*Text shown*
+===+

A look back on the smart eco-social villages pilot initiative

The Pilot Project on Smart Eco-Social Villages, initiated by the European Parliament, has been carried out by a consortium consisting of Ecorys, Origin for Sustainability and R.E.D. under the responsibility of the European Commission (Directorate-General for Agriculture and Rural Development). The potential effect of this Pilot Project is to shape the on-going discussion on the future of the “Smart Village” policy. This pilot initiative is working alongside the ENRD thematic group on the same subject. The final event of the pilot initiative took place in Brussels on February 21st and 22nd, 2019.

Defining smart eco-social villages

One of the main outputs of the pilot initiative was to define “Smart eco-social villages”. Thanks to the consortium’s work as well as online consultations and expert workshops to which SIMRA participated via their partner, Euromontana, the following definition has been adopted:

“Smart Villages are communities in rural areas that use innovative solutions to improve their resilience, building on local strengths and opportunities. They rely on a participatory approach to develop and implement their strategy to improve their economic, social and/or environmental conditions, in particular by mobilising solutions offered by digital technologies. Smart Villages benefit from cooperation and alliances with other communities and actors in rural and urban areas. The initiation and the implementation of Smart Village strategies may build on existing initiatives and can be funded by a variety of public and private sources.”

The definition is purposefully broad to be inclusive and to be an inspiration to a maximum number of territories. The wider policy context is considered in this definition as the challenges and needs of rural areas are very diverse.

The conflicting aspect of the Smart Villages definition lies in the importance given to digitalisation (ICT, Internet of Things, big data, etc.). In the European Commission’s view, Smart Villages should encourage digitalisation and, particularly, the application to agriculture and precision farming. On the contrary, the pilot project and the ENRD thematic group, supported by SIMRA, acknowledges digitalisation as a tool and a facilitator, but not as an objective. Indeed, to be inclusive, the concept of Smart Villages cannot recognise digitalisation as a criterion based on the low coverage of rural Europe by broadband.

Dissecting the definition

Each session of the event touched upon an element of the smart eco-social village definition, illustrating it by concrete examples and take-away messages.

  1. Innovative services in Smart Villages: Smart Villages innovate in various areas and in very diverse ways, depending on the opportunities and challenges stemming from their local rural contexts, as illustrated in the SIMRA thematic brochures An interesting example of innovative services was the recently created Italian Comune di Ville d’Anaunia. Eight villages decided to merge in 2016, following a referendum, which enabled to pool public services, such as the management of local public spaces. The new municipality seized the opportunity to develop innovative solutions and tools, as well as a digital hub to foster the use of teleworking.
  2. Role and importance of digital technologies: Digital tools and connectivity are closely associated with the “smart” concept and innovation. The presentation of Ruralitic, a French annual event to match the needs of rural areas with ICT solutions, illustrated how to use digital tools in an effective way i.e. to optimise public services such as waste collection or public lighting, to bring citizens closer together and to provide training and information to all.
  3. How to develop a Smart Village strategy: The diversity of local contexts, starting points and triggers indicates that there is no one-size-fits-all approach for becoming a Smart Village. For instance, the village of Svärdsjö in Sweden managed to create a community feeling thanks to the close collaboration between the municipality and volunteers at first for local infrastructure improvements and festivities. This collaboration then expanded to the whole community with a project of community-owned gas station with benefits being reinvested in the village.

+===+

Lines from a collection
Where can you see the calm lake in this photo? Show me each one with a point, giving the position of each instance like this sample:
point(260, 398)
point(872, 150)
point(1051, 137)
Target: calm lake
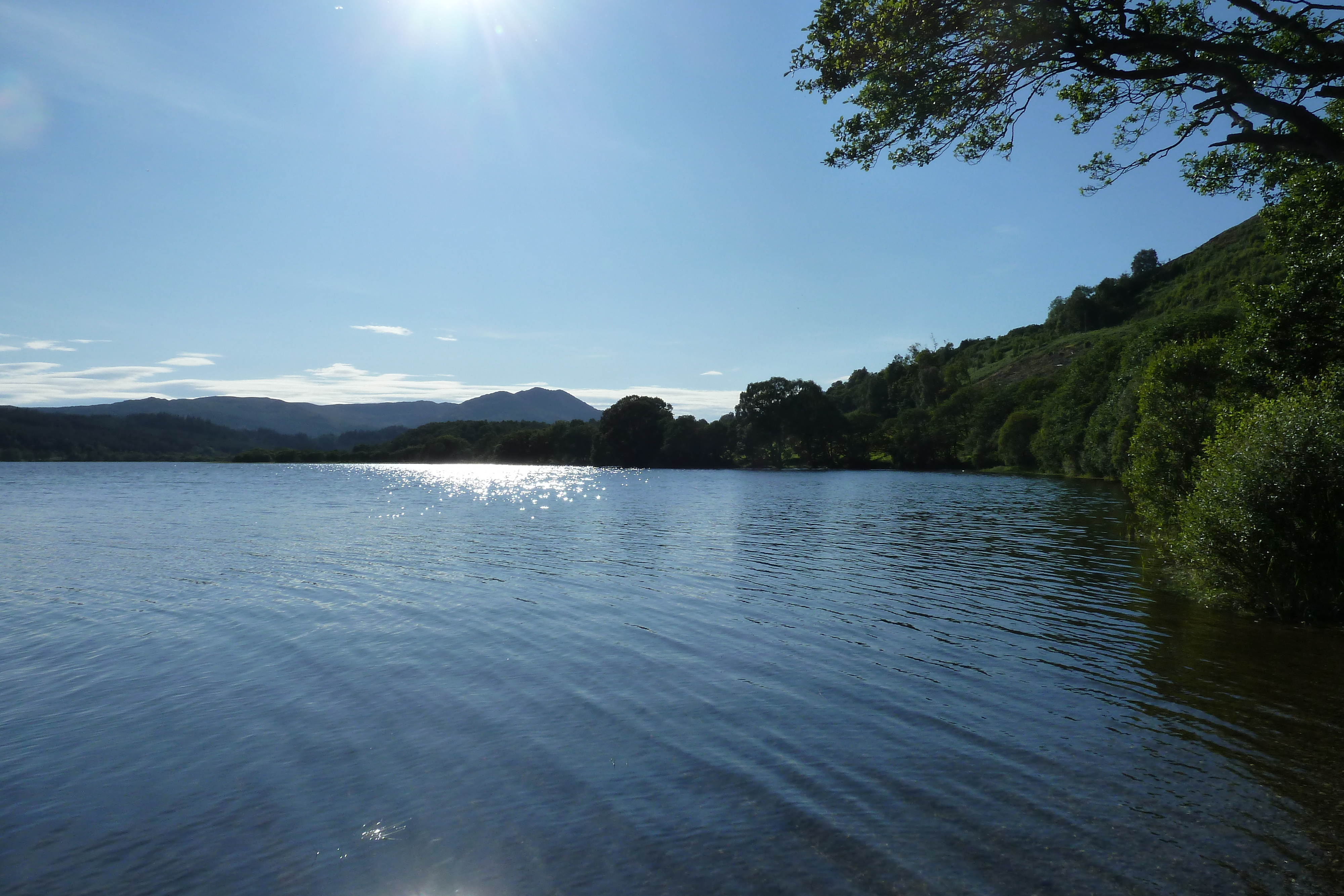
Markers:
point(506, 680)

+===+

*Exercise requirements*
a - According to the smart eco-social villages article, which organizations formed the consortium that carried out the pilot project?
b - Write the next part of the smart eco-social villages article, picking up after its last sentence.

*Answers provided*
a - Ecorys, Origin for Sustainability and R.E.D.

b -
  4. How to finance Smart Villages: Securing funding for the implementation of relevant solutions is an important component of a successful Smart Village strategy. For example, by using LED technology – which is less costly and therefore creates savings – in the public lighting system, the village of Comillas in Spain created a virtuous circle where the savings became available for investment in community projects or initiatives.

Several fresh key messages emerged from these sessions. Evidence from all case studies indicates that integrating public services is cost-effective for the community, whether it be spatially by collaborating with other communities nearby for transport, energy, etc. or virtually by creating sharing platform for instance. Linked to the discussion on digitalisation, but more widely still, to rural attractivity, the question of training is essential. Vocational educational training, punctual IT literacy training, leadership courses for local entrepreneurs, etc. help to increase the creativity and motivation of a community. Finally, nothing is worse than administrative red tape to discourage civil society engagement so smart communities should avoid at all costs to duplicate strategies, complicate governance, or set up new administrative procedures.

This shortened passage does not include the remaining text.